What is required: Transcribe the entries exactly as given and skip whatever images they hold.

Records for the task:
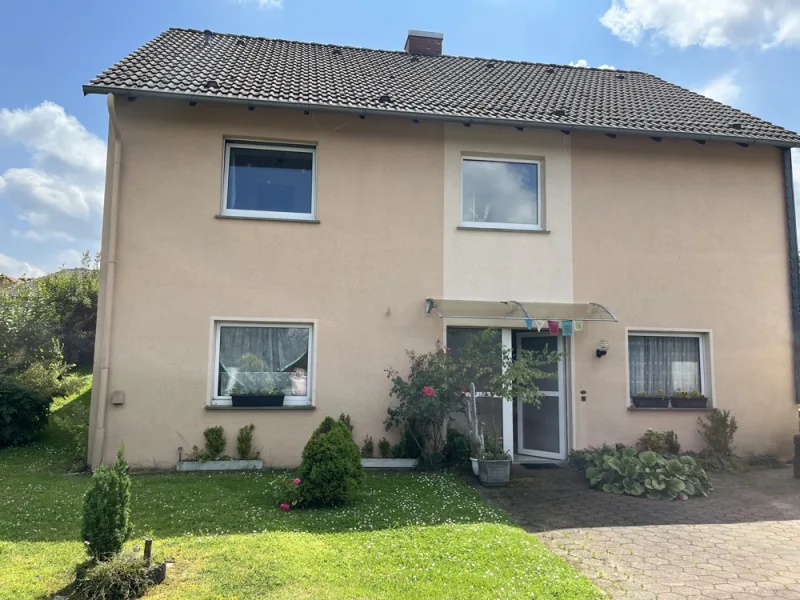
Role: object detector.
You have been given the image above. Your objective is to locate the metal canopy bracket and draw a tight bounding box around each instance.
[424,298,618,323]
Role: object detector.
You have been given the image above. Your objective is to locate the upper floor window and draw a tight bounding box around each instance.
[461,157,541,230]
[222,141,316,220]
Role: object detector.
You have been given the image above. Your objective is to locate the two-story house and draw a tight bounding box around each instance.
[83,28,800,469]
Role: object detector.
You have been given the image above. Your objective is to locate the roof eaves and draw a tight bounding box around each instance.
[82,85,800,148]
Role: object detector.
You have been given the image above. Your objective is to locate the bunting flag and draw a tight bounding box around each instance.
[524,319,533,330]
[534,320,547,332]
[574,320,584,332]
[547,320,560,335]
[561,320,574,336]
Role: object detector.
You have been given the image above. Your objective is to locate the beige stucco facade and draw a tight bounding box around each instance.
[89,96,797,468]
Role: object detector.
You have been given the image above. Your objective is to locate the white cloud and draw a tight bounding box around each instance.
[235,0,283,8]
[11,229,75,243]
[696,73,742,106]
[0,102,106,173]
[600,0,800,49]
[0,102,105,243]
[57,249,86,269]
[0,252,45,278]
[569,59,616,70]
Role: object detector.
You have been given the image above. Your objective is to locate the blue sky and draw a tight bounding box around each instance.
[1,0,800,276]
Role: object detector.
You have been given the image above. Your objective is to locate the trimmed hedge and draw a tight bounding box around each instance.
[0,377,51,447]
[296,417,364,506]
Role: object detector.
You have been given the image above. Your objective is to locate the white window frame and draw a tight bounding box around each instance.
[211,320,314,407]
[460,156,543,231]
[625,328,714,407]
[221,141,317,221]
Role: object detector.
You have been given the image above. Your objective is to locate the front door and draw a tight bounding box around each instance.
[516,332,567,460]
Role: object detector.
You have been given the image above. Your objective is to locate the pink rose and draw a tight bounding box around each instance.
[422,386,435,397]
[280,503,291,511]
[293,478,301,485]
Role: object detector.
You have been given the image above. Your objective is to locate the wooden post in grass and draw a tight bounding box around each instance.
[144,538,153,566]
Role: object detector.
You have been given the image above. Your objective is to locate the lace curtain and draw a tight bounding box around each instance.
[629,335,701,395]
[217,326,309,396]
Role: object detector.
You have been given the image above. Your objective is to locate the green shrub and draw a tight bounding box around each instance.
[81,446,132,560]
[636,429,680,455]
[203,426,226,460]
[444,429,471,466]
[377,437,391,458]
[72,553,151,600]
[745,454,785,469]
[235,424,258,460]
[0,377,51,447]
[694,409,745,473]
[296,416,364,506]
[360,435,374,458]
[337,413,353,435]
[698,409,737,455]
[578,446,712,500]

Exercise answer:
Role: object detector.
You have been given the image above. Your objective is to locate the metal canopy bracket and draw a tight bounding box around each instance.
[424,298,618,323]
Role: object detector.
You have been given the image above. Your objective is to locate the upper floor window and draw a tight bounding box around each instance.
[461,157,541,230]
[222,141,316,220]
Role: object detector.
You have been given the image above. Your objective is to locate the two-story house and draw a tight bounding box around each instance.
[83,28,800,469]
Role: object detector.
You have been given the image above. Your objective is to locate the roof eaves and draw a tight bounding box around each instance.
[82,85,800,148]
Role: object detector.
You have been given the image above. Your objective is to locate the bunting flag and draw a tight bounding box around each instance.
[524,319,533,330]
[534,320,547,332]
[574,320,584,332]
[547,320,560,335]
[561,320,574,336]
Role: object detector.
You have been given the image above. Your objective is to locate the beige stucco facade and draw a tight bounding box around each instance.
[89,96,797,468]
Role: object detector.
You have been given the image above. Your objective is to locate the white cloud and draw a tight bounding box around each instance.
[235,0,283,8]
[11,229,75,243]
[696,73,742,106]
[0,102,106,173]
[600,0,800,49]
[0,102,105,243]
[57,249,86,269]
[0,252,45,278]
[569,59,616,70]
Role: object detector.
You have been given the image above. Your objective is to locate the blue sky and draw a tight bounding box around each instance.
[1,0,800,276]
Role: object detector.
You have been given the image above. Your objective is to locate the trimmed hedge and draw a tight bounding box around each instance.
[0,377,51,447]
[296,417,364,506]
Role: object detector.
You have been given the image above. Your objective is to locate the white window frame and draw a tight bounding box around each instance.
[211,320,314,407]
[460,156,543,231]
[625,328,714,407]
[221,141,317,221]
Role: object detector.
You have been given the image above. Your objective is to locate the front door and draw a tight bounding box around each instance.
[516,332,567,460]
Role: object detector.
You have been given the image above. Your objective is to locate the pink rose and draw a tight bounding box around each instance.
[422,386,435,397]
[280,503,291,511]
[293,478,301,485]
Role: object detector.
You have been given the image above. Your objective is to locate the wooden post in grass and draw a tight bounding box around each instance.
[144,538,153,566]
Role: object detector.
You have been given the image above. Your objective is to locate the lace curtain and draw a tight bounding box around each instance.
[629,335,701,395]
[217,326,309,396]
Role: object detector.
You have been given the image above. Your objective is to locate the green shrub and draw a tight bounding box around each instance.
[81,446,132,560]
[636,429,680,455]
[203,426,226,460]
[444,429,471,466]
[377,437,391,458]
[72,553,151,600]
[745,454,785,469]
[235,424,258,460]
[0,377,51,447]
[694,409,745,473]
[296,416,364,506]
[360,435,374,458]
[337,413,353,435]
[698,409,737,455]
[578,446,712,500]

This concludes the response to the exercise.